L’altra scelta importante è stata il genere: un film drammatico o una commedia? La scelta è caduta sulla commedia, genere che ha il pregio di compensare con leggerezza l’inevitabile pesantezza che certi temi sociali inevitabilmente producono. La storia racconta l’impatto traumatico che l’apertura di una casa famiglia provoca nella vita di un paese dell’entroterra, San Giovanni Marignano, dove, come in ogni altra parte d’Italia sono radicati i pregiudizi nei confronti dei disabili e degli emarginati. Alla sceneggiatura hanno lavorato, oltre a Gianfreda, anche persone del calibro di Andrea Valagussa (Don Matteo, La strada di casa). Il punto di vista esterno, l’Alice nel paese delle meraviglie, è Benedetta, la figlia del sindaco, che mal sopporta gli schemi borghesi e perbenisti dell’educazione impartita in famiglia. Nella casa famiglia incontra, oltre a un papà e una mamma, un extracomunitario appena sbarcato, una ex-prostituta, due ragazzi con gravi disabilità, e Kevin, un giovane carcerato in affido. Accanto agli attori professionisti, anche due disabili realmente ospiti di una casa famiglia, e centinaia di comparse. “La conoscenza ravvicinata del mondo della disabilità – spiega Gianfreda – mi ha permesso di raccontarla con ironia, usando anche uno sguardo politicamente scorretto. Le due persone che hanno recitato, pur nella semplicità del loro pensiero, erano consapevoli che stavano facendo gli attori. Questo per me è molto importante. Erano talmente consapevoli che studiavano il copione e si arrabbiavano, come gli altri, quando cambiavo una battuta.”

Senza rivelare nulla della trama, si può però dire che la storia non ha un lieto fine, anche se non si deve credere che dopo tutte le vicende i protagonisti non siano cambiati. Però l’esito non è scontato, all’apparenza siamo di fronte ad un fallimento. “Più che una trovata narrativa –afferma Gianfreda – quel finale era già scritto fin dall’inizio, fin dal momento in cui abbiamo pensato a questa storia. Nella casa famiglia confluiscono persone imperfette, sbagliate, a partire dagli stessi genitori. Una casa famiglia è piena di cose brutte, se si guarda al vissuto di chi vi appartiene. Però tutti stanno insieme e vanno avanti, facendo tesoro di ogni esperienza, insieme imparano a guardare agli altri e al futuro con fede e/o con fiducia”. Il titolo Solo cose belle viene dalla frase che Ciccio, il ragazzo disabile protagonista (ormai una star che ha ricevuto anche l’omaggio di Mattarella) pronuncia quando tutto sembra crollare: “Da quando sono qui, ho vissuto solo cose belle”.

Nel 2019 il film uscirà nelle sale, Gianfreda è ancora alla ricerca del distributore che voglia scommetterci. Poi metterà mano a qualche altro progetto. Adesso che la prova del film è riuscita, non gli dispiacerebbe cimentarsi su don Oreste Benzi. “Si potrebbero raccontare gli ultimi quaranta giorni, c’è tutta la sua vita in quel periodo”. Gli ultimi 40 giorni di don Benzi, come titolo potrebbe funzionare.

* [Dati in esame]
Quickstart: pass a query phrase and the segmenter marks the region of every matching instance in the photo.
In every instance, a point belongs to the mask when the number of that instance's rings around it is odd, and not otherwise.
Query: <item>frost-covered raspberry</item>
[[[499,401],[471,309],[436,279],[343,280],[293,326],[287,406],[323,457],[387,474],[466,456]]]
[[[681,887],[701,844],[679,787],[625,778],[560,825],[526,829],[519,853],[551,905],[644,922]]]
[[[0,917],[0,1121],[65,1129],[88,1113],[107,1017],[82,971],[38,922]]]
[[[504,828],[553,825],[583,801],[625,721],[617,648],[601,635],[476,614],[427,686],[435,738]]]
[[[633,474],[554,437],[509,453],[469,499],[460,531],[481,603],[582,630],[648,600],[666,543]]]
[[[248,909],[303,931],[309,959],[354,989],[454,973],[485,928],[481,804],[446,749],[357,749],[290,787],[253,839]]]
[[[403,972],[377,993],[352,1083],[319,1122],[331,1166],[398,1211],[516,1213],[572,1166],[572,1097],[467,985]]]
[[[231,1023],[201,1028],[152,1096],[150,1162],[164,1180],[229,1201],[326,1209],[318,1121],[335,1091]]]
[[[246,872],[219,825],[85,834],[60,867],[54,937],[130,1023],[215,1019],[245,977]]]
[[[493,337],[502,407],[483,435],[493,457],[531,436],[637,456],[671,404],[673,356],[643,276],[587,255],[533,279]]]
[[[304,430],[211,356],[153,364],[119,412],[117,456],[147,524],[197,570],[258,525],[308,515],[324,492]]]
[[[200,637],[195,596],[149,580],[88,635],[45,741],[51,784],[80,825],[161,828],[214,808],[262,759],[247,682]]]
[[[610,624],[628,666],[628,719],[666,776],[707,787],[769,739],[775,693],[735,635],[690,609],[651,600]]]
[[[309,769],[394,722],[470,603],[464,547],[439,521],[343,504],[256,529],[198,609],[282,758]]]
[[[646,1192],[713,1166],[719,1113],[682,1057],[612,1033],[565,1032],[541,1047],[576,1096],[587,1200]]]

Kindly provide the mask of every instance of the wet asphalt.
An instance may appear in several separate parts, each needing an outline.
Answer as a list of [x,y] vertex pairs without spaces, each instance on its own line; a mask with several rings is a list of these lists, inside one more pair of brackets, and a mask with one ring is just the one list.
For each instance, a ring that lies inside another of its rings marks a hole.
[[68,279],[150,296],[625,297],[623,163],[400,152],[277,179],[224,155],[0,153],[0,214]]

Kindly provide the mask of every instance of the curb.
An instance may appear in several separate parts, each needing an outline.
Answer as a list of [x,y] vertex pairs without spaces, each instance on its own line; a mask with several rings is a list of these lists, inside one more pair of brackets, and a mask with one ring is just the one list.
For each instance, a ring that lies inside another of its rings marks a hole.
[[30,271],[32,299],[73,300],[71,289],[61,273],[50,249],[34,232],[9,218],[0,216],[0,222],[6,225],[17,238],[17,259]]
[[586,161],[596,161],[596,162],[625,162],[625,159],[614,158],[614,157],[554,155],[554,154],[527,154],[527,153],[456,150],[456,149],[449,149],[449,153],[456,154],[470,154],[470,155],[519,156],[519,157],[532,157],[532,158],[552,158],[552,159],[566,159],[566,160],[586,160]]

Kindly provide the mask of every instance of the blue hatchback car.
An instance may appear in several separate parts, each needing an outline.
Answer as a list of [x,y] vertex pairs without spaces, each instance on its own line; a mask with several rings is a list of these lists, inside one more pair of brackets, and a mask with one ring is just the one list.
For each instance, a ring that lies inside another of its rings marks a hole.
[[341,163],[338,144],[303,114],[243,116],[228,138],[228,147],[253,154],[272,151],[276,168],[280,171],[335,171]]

* [Requisiti del compito]
Per favore, trascrivi il passo del testo sul film Solo cose belle partendo dalle parole "Nel 2019 il" e fermandoti dopo le parole "titolo potrebbe funzionare.". I record costituiscono un materiale a sé stante.

* [Risposta qui sotto]
Nel 2019 il film uscirà nelle sale, Gianfreda è ancora alla ricerca del distributore che voglia scommetterci. Poi metterà mano a qualche altro progetto. Adesso che la prova del film è riuscita, non gli dispiacerebbe cimentarsi su don Oreste Benzi. “Si potrebbero raccontare gli ultimi quaranta giorni, c’è tutta la sua vita in quel periodo”. Gli ultimi 40 giorni di don Benzi, come titolo potrebbe funzionare.